> [THE INPUT]:

▬▬▬

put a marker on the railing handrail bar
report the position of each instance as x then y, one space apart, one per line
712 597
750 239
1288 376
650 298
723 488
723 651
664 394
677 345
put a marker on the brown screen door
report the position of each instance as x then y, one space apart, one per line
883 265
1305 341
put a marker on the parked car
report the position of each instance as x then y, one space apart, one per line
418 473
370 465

▬▬▬

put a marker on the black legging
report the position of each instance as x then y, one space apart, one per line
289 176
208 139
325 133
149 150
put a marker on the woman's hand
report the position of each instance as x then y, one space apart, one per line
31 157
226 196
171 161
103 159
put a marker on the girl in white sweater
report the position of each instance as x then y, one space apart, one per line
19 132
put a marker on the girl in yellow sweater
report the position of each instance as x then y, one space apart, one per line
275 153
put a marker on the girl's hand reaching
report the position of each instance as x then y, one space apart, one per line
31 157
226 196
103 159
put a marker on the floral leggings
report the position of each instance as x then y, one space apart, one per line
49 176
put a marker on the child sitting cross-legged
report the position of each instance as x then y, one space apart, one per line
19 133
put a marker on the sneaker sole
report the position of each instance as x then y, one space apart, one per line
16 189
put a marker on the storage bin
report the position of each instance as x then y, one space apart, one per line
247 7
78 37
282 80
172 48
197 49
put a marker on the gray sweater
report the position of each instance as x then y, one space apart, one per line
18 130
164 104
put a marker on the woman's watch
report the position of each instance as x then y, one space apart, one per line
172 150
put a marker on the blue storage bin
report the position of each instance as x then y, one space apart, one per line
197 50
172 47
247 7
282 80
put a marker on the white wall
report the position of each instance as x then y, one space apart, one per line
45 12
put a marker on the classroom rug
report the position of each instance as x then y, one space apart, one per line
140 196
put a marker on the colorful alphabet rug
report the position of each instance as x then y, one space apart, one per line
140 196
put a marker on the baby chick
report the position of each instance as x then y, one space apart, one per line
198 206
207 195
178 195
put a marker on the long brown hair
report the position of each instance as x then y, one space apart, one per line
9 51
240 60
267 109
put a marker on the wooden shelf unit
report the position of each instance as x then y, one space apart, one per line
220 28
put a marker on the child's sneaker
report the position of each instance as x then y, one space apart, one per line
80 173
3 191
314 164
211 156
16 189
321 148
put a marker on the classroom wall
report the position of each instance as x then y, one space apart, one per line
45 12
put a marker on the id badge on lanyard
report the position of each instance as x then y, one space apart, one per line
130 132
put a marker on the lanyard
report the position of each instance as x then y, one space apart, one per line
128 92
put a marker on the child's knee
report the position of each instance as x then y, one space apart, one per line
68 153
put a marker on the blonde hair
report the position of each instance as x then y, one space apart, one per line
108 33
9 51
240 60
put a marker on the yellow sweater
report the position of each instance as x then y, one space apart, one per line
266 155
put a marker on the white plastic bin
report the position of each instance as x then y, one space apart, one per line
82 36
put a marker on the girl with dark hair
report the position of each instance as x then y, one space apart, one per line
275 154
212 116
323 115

▬▬▬

> [WORK TO BE COMPLETED]:
Out of the listing above, reproduce exactly the lines from the one with "put a marker on the girl's hand reaching" up to and including the one with "put a marker on the child sitting".

> [RESULT]:
put a marker on the girl's hand reaching
report the position of each instance as x then y, one space apart, one per line
31 157
226 196
103 159
put a marker on the floral leggings
report the position of each instance as x then y, one space apart, one per line
49 176
put a marker on the child sitting cross-legged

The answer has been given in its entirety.